EXERCISE DIRECTIONS> Every line from the beginning of the records below up to the one holding "147 297 L 182" should be quoted exactly; leave out the rest.

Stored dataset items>
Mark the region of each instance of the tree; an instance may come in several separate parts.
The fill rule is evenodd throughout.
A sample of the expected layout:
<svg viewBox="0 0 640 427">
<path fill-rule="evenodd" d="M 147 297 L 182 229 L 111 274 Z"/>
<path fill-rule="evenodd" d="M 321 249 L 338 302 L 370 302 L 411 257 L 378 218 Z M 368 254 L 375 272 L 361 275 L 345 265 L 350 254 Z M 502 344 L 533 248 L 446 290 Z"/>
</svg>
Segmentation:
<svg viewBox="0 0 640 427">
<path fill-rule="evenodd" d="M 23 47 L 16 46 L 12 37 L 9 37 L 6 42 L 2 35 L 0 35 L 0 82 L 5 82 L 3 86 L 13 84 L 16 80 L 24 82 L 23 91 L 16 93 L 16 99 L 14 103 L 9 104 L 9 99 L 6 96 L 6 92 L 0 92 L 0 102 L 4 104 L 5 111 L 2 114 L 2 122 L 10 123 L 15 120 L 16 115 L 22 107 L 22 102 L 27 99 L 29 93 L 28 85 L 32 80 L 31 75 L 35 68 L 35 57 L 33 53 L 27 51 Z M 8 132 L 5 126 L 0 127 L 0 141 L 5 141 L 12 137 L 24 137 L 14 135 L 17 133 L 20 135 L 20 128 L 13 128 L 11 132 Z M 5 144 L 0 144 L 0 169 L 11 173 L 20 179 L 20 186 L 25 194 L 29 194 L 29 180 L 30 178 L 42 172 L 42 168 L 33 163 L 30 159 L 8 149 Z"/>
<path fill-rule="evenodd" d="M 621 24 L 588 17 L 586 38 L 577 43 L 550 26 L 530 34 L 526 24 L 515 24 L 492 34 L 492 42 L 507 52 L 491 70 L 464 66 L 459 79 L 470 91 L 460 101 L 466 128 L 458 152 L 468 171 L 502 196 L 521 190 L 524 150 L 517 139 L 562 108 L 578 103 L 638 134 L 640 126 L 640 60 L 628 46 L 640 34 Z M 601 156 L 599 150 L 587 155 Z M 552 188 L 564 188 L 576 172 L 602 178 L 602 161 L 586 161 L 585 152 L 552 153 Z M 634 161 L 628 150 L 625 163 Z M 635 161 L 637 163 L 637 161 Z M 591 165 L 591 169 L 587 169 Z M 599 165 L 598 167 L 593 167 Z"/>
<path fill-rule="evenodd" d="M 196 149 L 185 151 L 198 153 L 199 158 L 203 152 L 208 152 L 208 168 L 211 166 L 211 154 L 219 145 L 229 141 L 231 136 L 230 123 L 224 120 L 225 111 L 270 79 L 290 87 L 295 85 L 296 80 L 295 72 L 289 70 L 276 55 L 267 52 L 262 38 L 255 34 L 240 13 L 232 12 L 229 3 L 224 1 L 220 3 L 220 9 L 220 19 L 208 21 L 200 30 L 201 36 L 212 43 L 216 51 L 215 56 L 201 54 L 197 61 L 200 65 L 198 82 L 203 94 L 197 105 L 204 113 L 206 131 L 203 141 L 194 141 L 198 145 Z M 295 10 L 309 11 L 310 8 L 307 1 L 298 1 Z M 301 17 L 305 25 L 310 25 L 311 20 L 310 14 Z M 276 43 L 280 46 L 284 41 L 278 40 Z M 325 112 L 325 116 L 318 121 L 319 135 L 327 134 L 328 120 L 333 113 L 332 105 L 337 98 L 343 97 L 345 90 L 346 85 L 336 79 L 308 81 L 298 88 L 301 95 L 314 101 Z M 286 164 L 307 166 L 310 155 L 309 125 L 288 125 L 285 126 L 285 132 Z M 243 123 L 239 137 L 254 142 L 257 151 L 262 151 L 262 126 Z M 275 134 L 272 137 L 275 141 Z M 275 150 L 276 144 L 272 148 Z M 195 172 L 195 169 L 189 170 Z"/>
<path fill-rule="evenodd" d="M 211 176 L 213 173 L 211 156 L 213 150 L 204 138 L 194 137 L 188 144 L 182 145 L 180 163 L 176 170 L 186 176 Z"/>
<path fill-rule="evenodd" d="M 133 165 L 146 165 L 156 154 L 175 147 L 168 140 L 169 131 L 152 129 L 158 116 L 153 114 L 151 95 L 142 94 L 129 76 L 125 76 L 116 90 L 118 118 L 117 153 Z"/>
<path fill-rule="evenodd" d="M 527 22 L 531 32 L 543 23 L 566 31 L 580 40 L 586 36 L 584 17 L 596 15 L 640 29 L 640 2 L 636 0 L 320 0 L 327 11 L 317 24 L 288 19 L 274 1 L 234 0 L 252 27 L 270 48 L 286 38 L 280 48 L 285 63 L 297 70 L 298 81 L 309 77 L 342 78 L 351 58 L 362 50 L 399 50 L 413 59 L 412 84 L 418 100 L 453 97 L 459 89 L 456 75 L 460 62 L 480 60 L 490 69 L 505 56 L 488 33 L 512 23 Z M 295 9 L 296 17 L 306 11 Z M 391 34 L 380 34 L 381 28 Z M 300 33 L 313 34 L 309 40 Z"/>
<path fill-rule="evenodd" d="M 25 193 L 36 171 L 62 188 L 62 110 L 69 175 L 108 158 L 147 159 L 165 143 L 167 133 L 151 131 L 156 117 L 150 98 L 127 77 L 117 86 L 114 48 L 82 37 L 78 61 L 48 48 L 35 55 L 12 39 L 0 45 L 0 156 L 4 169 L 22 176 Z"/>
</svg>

RESULT>
Mark the region of each instance of the tree; an instance may come in several separate parts.
The fill rule is evenodd throughout.
A sample of the expected layout:
<svg viewBox="0 0 640 427">
<path fill-rule="evenodd" d="M 147 297 L 182 229 L 111 274 Z"/>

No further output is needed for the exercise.